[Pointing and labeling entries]
┌────────

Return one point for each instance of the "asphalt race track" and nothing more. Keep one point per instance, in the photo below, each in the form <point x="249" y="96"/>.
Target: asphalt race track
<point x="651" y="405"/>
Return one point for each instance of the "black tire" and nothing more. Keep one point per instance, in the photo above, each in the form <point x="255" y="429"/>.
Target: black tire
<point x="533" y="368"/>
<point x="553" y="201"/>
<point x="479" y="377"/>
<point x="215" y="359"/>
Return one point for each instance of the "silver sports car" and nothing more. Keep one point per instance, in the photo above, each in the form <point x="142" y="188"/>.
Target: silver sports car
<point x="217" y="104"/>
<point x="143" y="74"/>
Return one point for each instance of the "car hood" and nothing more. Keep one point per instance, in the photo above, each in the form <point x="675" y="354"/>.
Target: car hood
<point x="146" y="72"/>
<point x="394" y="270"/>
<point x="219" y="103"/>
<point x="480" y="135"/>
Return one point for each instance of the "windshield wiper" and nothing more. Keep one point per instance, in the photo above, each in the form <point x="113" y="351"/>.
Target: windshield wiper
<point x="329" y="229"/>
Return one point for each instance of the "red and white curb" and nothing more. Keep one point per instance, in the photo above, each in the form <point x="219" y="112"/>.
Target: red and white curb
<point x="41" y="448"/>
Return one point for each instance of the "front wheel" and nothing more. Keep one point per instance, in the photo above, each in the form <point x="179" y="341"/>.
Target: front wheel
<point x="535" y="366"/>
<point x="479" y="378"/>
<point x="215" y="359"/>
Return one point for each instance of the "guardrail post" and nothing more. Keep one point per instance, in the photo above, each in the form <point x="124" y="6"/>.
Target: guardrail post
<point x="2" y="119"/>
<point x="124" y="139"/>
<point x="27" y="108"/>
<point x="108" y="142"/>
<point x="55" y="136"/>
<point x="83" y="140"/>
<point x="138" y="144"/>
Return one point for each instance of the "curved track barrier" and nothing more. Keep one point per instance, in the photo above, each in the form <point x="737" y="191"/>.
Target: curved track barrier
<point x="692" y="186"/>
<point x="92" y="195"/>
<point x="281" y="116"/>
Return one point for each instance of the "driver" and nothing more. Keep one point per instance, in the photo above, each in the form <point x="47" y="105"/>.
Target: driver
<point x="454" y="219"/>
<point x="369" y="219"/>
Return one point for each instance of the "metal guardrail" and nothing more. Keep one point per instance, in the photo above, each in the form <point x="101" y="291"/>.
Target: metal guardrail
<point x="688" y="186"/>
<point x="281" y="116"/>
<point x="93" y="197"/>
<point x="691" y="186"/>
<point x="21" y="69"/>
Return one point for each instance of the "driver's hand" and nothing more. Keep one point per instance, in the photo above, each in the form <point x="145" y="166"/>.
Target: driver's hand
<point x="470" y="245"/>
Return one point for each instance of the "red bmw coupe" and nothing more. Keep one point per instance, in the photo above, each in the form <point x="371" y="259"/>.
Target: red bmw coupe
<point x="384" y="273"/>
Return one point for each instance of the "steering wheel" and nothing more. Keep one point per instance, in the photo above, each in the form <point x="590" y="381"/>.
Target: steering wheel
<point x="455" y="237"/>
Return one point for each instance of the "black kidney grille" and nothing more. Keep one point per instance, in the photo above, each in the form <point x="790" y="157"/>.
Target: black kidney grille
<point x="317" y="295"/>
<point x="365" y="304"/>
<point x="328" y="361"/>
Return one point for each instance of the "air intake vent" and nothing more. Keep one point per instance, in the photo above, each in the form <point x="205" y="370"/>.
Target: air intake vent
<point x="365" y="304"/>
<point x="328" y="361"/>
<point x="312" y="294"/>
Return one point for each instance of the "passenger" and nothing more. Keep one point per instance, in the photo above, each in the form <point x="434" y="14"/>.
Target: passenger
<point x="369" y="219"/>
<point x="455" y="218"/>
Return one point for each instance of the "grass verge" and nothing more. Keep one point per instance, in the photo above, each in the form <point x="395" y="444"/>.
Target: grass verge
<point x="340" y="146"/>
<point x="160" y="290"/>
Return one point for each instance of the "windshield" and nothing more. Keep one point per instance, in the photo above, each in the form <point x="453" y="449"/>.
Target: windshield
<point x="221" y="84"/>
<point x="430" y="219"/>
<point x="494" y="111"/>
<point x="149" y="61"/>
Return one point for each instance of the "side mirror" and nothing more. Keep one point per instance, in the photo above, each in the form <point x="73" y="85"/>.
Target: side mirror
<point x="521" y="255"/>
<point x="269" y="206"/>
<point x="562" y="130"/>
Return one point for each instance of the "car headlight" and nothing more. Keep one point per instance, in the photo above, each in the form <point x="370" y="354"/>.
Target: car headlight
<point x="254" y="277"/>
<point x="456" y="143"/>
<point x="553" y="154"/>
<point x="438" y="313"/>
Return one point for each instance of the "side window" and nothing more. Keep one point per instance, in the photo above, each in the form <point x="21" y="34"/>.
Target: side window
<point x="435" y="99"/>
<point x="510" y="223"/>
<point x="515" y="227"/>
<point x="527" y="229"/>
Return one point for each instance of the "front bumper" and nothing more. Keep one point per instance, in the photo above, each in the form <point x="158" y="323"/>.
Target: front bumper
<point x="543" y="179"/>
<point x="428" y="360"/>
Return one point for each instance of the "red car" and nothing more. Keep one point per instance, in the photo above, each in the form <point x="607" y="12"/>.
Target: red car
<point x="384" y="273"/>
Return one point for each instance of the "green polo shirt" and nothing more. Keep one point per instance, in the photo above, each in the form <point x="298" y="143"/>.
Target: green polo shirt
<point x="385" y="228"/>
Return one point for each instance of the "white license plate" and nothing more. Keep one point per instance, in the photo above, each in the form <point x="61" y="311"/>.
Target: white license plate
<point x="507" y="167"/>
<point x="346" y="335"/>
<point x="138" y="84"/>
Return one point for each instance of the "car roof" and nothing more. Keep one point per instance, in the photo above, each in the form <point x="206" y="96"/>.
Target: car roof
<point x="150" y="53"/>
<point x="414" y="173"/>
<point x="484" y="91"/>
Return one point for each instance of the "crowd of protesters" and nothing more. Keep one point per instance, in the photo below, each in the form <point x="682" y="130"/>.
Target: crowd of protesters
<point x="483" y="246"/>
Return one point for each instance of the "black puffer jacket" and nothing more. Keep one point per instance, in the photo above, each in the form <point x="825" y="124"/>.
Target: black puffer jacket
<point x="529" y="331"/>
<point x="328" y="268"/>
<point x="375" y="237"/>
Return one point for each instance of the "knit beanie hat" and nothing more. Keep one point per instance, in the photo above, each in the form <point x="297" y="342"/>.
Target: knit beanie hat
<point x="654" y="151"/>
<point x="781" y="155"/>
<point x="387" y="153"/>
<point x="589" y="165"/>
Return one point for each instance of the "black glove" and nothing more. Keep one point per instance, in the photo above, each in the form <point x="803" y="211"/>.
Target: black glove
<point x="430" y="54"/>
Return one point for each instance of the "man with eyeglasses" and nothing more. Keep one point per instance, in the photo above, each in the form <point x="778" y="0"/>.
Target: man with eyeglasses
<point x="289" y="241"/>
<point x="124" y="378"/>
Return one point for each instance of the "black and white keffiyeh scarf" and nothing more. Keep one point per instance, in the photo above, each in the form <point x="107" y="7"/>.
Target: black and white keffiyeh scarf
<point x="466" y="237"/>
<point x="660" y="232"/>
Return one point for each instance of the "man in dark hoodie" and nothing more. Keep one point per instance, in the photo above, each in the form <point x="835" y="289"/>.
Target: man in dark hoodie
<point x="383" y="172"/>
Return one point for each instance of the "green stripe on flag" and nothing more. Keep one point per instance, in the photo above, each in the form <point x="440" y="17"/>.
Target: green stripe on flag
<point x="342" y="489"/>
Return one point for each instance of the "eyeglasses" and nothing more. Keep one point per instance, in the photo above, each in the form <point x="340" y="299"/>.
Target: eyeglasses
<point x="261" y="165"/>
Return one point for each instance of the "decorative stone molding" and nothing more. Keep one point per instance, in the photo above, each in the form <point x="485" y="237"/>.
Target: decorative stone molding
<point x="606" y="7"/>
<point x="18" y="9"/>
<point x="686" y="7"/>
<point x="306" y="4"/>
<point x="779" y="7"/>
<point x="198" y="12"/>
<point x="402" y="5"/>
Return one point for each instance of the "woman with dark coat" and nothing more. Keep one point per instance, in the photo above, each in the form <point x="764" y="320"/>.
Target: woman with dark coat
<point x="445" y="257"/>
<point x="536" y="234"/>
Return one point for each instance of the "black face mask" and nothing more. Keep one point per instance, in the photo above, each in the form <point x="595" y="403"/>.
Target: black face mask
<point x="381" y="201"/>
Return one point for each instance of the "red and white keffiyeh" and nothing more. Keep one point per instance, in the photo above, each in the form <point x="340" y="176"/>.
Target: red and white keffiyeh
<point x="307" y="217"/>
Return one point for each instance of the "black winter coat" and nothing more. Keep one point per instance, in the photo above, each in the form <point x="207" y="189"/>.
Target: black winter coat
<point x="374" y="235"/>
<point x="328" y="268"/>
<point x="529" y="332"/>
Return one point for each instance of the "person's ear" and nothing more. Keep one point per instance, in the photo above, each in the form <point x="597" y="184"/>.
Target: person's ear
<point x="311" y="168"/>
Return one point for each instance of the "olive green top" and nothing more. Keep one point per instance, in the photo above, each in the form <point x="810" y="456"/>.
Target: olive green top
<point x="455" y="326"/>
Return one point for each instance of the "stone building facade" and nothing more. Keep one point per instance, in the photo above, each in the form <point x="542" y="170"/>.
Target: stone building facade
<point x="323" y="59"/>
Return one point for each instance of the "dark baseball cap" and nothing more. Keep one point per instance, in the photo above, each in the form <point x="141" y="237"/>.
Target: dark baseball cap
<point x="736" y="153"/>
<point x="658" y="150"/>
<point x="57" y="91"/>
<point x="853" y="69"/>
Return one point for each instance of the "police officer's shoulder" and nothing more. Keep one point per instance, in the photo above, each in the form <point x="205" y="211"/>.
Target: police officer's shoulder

└────────

▶ [Written task]: How many lines in the rows above contain the string "track", with case counting? Reply with the number alone.

▶ [Written reply]: 4